• PASSAGE:

Scientific classification
- Kingdom: Animalia
- Phylum: Chordata
- Class: Reptilia
- Order: Squamata
- Suborder: Serpentes
- Family: Elapidae
- Genus: Calliophis
- Species: C. beddomei
- Binomial name: Calliophis beddomei (M.A. Smith, 1943)
- Synonyms: Callophis [sic] beddomei M.A. Smith, 1943; Maticora beddomei — Welch, 1994; Calliophis beddomei — I. Das, 1996;

= Beddome's coral snake =

- Genus: Calliophis
- Species: beddomei
- Authority: (M.A. Smith, 1943)
- Conservation status: DD
- Synonyms: Callophis [sic] beddomei , M.A. Smith, 1943, Maticora beddomei , — Welch, 1994, Calliophis beddomei , — I. Das, 1996

Species of snake

Beddome's coral snake (Calliophis beddomei) is a species of venomous snake in the family Elapidae. The species is endemic to hills of peninsular India.

==Etymology==
C. beddomei is named after Richard Henry Beddome (1830-1911), British army officer and naturalist.

• CHECK YOUR UNDERSTANDING:
1. According to the Beddome's coral snake passage, where is the species endemic?
2. Reproduce the stretch of the Beddome's coral snake passage from "Species of snake" through "of peninsular India.".
3. Resume the Beddome's coral snake passage after its last sentence.

• EXTRACTED MATERIAL:
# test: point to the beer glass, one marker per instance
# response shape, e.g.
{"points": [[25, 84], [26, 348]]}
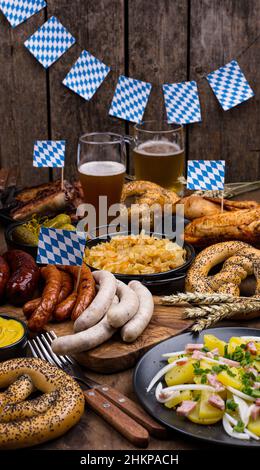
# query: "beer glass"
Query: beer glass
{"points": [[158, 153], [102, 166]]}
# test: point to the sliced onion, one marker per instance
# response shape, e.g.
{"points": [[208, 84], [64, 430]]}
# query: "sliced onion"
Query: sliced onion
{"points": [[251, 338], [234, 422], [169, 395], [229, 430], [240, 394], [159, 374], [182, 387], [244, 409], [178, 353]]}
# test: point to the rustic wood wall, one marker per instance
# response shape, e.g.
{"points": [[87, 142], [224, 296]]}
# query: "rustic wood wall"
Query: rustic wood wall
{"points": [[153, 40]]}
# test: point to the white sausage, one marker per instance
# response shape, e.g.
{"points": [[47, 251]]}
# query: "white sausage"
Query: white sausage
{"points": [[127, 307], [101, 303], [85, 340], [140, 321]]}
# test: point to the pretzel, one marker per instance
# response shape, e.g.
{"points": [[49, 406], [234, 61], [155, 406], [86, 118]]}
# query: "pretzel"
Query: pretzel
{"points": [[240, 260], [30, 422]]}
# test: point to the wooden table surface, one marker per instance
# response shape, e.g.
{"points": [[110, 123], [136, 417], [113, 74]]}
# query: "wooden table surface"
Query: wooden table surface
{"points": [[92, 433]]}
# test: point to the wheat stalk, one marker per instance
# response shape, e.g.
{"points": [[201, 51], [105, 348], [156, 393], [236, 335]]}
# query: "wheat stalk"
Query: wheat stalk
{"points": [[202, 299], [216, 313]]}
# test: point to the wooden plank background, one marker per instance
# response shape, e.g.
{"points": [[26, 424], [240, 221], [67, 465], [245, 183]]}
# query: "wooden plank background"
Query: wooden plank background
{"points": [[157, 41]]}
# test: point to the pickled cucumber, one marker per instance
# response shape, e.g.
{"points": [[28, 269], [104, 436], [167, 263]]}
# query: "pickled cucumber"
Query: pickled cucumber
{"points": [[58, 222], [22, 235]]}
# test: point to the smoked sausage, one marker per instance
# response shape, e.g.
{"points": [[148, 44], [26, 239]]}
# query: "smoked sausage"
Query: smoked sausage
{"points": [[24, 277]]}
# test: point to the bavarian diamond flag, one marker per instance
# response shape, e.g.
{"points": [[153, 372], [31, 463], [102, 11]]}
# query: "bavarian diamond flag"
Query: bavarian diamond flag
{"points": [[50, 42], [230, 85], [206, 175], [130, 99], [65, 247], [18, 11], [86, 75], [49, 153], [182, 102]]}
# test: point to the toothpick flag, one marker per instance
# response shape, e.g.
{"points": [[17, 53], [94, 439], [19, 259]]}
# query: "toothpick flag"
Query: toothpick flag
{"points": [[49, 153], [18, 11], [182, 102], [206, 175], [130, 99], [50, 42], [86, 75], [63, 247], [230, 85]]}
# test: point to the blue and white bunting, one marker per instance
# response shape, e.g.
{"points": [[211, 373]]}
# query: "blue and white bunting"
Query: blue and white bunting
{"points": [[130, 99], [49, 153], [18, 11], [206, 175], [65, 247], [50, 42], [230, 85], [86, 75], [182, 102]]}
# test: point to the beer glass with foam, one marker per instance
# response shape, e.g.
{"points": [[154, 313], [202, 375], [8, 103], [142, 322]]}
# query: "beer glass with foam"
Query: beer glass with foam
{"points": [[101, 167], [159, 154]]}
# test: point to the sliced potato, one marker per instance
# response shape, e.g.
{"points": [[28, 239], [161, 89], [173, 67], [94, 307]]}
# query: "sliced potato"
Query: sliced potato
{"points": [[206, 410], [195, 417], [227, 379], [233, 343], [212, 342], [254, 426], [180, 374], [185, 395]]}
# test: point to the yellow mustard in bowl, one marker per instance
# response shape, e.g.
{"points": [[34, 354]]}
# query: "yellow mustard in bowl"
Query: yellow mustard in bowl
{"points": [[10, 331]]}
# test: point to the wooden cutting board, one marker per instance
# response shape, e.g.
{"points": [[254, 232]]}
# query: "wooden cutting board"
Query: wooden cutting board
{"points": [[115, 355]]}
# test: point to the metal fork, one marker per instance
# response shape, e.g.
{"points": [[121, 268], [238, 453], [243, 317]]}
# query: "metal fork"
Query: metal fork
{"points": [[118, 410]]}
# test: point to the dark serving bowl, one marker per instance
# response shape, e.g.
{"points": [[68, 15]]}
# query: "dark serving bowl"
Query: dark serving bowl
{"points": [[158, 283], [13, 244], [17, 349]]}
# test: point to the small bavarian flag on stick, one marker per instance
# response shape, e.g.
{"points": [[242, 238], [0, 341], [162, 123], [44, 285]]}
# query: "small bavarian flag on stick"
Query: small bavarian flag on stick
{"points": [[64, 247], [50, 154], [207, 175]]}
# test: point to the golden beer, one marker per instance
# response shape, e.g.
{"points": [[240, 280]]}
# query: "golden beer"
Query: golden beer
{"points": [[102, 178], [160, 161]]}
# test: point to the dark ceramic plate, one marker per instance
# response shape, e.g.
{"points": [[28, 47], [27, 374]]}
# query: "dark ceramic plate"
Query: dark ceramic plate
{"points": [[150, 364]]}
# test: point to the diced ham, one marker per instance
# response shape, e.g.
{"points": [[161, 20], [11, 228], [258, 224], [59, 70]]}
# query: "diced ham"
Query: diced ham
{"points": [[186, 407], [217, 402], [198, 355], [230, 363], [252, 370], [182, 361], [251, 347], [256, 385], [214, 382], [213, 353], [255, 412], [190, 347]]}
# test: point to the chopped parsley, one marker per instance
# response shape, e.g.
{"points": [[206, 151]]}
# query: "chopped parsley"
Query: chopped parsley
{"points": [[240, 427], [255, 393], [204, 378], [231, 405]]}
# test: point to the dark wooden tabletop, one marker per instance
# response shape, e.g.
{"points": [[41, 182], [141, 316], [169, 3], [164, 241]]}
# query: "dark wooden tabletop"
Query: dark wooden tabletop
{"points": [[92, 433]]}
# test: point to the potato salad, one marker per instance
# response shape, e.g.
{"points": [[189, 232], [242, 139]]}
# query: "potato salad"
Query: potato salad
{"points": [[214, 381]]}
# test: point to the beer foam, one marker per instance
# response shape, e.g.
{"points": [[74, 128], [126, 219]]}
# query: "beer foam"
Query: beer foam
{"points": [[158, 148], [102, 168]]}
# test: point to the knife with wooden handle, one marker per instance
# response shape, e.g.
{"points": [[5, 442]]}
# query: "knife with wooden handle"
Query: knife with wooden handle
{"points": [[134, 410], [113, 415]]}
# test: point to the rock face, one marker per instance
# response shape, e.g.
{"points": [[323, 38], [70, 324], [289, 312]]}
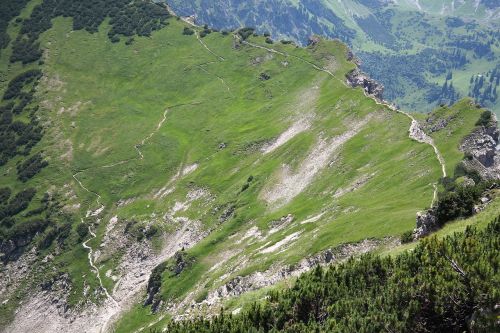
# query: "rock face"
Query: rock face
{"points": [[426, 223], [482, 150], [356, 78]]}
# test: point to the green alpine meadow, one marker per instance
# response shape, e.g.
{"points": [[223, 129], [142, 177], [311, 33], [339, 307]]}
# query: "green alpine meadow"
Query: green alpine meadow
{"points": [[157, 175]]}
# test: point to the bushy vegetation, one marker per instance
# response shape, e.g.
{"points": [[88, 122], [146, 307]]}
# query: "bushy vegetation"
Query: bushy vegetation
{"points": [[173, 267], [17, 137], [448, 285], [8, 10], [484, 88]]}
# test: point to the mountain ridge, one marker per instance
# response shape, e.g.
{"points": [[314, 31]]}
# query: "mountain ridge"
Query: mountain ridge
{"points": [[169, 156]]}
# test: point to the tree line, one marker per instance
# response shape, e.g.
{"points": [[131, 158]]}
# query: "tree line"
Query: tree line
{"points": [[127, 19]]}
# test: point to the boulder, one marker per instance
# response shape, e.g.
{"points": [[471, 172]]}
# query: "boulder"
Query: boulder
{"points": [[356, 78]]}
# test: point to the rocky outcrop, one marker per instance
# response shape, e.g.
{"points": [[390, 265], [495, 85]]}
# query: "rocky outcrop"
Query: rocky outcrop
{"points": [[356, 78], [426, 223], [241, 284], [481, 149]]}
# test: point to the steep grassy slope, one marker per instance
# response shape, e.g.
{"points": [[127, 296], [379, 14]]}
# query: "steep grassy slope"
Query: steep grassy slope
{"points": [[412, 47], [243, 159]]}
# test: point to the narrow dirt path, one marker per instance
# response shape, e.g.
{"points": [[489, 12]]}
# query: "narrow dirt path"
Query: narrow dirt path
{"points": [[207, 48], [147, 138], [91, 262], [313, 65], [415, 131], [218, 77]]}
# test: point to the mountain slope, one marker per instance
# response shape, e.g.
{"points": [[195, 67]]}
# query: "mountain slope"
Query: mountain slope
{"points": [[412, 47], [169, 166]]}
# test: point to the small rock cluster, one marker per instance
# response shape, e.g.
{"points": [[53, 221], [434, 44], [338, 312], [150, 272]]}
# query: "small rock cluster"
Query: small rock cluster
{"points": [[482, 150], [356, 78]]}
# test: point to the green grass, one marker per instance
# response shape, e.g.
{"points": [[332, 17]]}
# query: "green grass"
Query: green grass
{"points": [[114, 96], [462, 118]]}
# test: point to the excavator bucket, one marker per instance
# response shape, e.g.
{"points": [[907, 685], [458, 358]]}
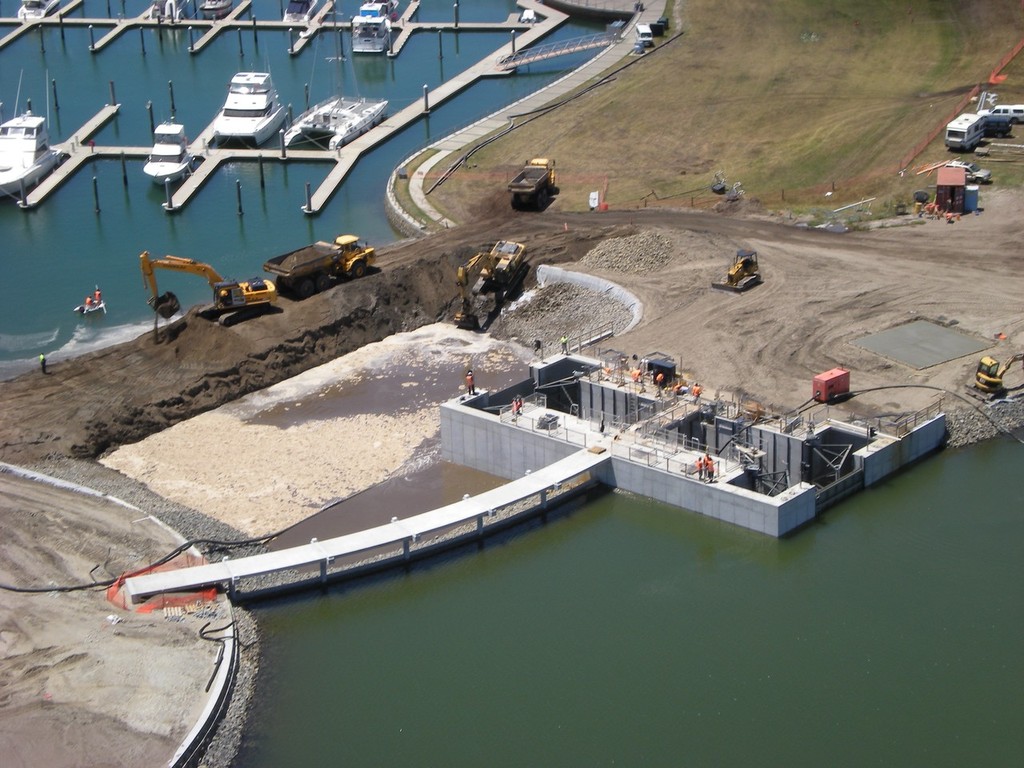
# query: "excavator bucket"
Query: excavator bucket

• ANSWER SET:
1. The hills of peninsular India.

2.
Species of snake

Beddome's coral snake (Calliophis beddomei) is a species of venomous snake in the family Elapidae. The species is endemic to hills of peninsular India.

3.
==Geographic range and habitat==
Beddome's coral snake is found in semi-evergreen and tropical dry deciduous hills in the Eastern Ghats and the Western Ghats of India, at altitudes of 550–1,100 m. Being first described from the Shevaroy Hills or Yercaud, this species was later known from other parts of the Western Ghats. It is only known from three localities, Koppa, Nilgiri Mountains, and Shevaroy.

==Description==
C. beddomei may attain a snout-to-vent length (SVL) of 50 cm, with a tail length of 6.5 cm.

==Behavior==
C. beddomei is terrestrial.

==Reproduction==
C. beddomei is oviparous.

==Threats and conservation==
C. beddomei is not considered to be used for commercial use and is not known from any protected areas. However, it is listed in Schedule IV of Wildlife Protection Act, 1972.